To be done:
Please print every one of the rows below character for character, omitting the pictures.

begin Provided records

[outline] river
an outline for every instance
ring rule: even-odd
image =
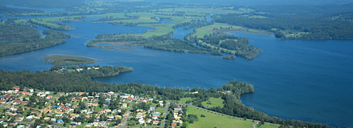
[[[95,65],[134,68],[133,72],[95,79],[109,83],[139,82],[162,87],[207,89],[236,80],[255,87],[255,92],[242,96],[242,102],[269,115],[353,127],[352,41],[280,41],[273,36],[229,33],[248,37],[251,45],[263,48],[253,60],[224,60],[142,47],[114,50],[88,48],[85,43],[98,34],[142,33],[153,28],[90,23],[97,18],[68,23],[75,29],[63,32],[78,38],[67,39],[65,44],[0,57],[0,69],[45,70],[53,65],[43,58],[60,54],[93,58]],[[172,37],[182,38],[191,31],[178,28]]]

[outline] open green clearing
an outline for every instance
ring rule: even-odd
[[[181,104],[185,104],[185,102],[186,102],[186,101],[188,101],[188,100],[192,100],[191,97],[181,98],[181,99],[180,99],[180,100],[178,101],[178,102],[180,102]]]
[[[187,124],[187,127],[204,128],[204,127],[253,127],[254,122],[245,121],[238,119],[232,119],[216,114],[214,113],[206,112],[204,110],[197,110],[196,108],[188,107],[187,114],[197,115],[198,121],[194,123]],[[201,117],[204,114],[205,117]]]
[[[60,55],[46,56],[44,60],[48,63],[57,65],[79,65],[95,63],[95,60],[88,58]]]
[[[273,125],[269,125],[269,124],[261,124],[261,125],[256,125],[256,127],[258,128],[278,128],[278,127],[273,126]]]
[[[220,107],[223,107],[223,101],[224,100],[220,97],[219,98],[210,97],[209,100],[202,102],[201,104],[206,108],[215,107],[217,106]],[[211,103],[211,104],[208,104],[208,103]]]
[[[229,29],[228,29],[229,28]],[[201,28],[199,28],[196,30],[196,33],[194,36],[197,36],[199,38],[204,37],[204,35],[211,34],[217,30],[238,30],[243,28],[239,26],[232,26],[226,23],[214,23],[211,26],[206,26]]]

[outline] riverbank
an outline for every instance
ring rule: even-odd
[[[88,58],[62,55],[48,55],[46,56],[43,59],[46,63],[56,65],[80,65],[95,63],[95,60]]]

end Provided records

Correct result:
[outline] river
an outline for every instance
ring rule: even-odd
image =
[[[95,65],[134,68],[133,72],[95,79],[109,83],[139,82],[162,87],[207,89],[236,80],[255,87],[255,92],[242,96],[242,102],[269,115],[353,127],[352,41],[280,41],[273,36],[229,33],[248,37],[251,45],[263,48],[253,60],[224,60],[142,47],[114,50],[88,48],[85,43],[98,34],[142,33],[153,28],[90,23],[97,18],[68,23],[75,29],[63,32],[78,38],[67,39],[65,44],[0,57],[0,69],[45,70],[53,65],[43,58],[60,54],[93,58]],[[172,37],[182,38],[191,31],[178,28]]]

[outline] open green clearing
an outline for every instance
ring rule: even-odd
[[[181,104],[185,104],[185,102],[186,102],[186,101],[188,101],[188,100],[192,100],[191,97],[181,98],[181,99],[180,99],[180,100],[178,101],[178,102],[180,102]]]
[[[187,124],[187,127],[204,128],[204,127],[253,127],[254,122],[245,121],[238,119],[232,119],[216,114],[214,113],[206,112],[204,110],[197,110],[196,108],[188,107],[187,114],[197,115],[198,121],[194,123]],[[201,117],[204,114],[205,117]]]
[[[60,55],[46,56],[44,60],[48,63],[57,65],[79,65],[95,63],[95,60],[88,58]]]
[[[273,125],[269,125],[269,124],[261,124],[261,125],[256,125],[256,127],[258,128],[278,128],[278,127],[273,126]]]
[[[220,107],[223,107],[223,101],[224,100],[220,97],[219,98],[210,97],[209,100],[202,102],[201,104],[206,108],[215,107],[217,106]],[[211,103],[211,104],[208,104],[208,103]]]
[[[229,29],[228,29],[229,28]],[[201,28],[199,28],[196,30],[196,33],[194,36],[197,36],[199,38],[204,37],[204,35],[211,34],[217,30],[238,30],[243,28],[239,26],[232,26],[226,23],[214,23],[211,26],[206,26]]]

[outline] riverbank
an outline for every instance
ring rule: even-odd
[[[88,58],[62,55],[48,55],[46,56],[43,59],[46,63],[56,65],[80,65],[95,63],[95,60]]]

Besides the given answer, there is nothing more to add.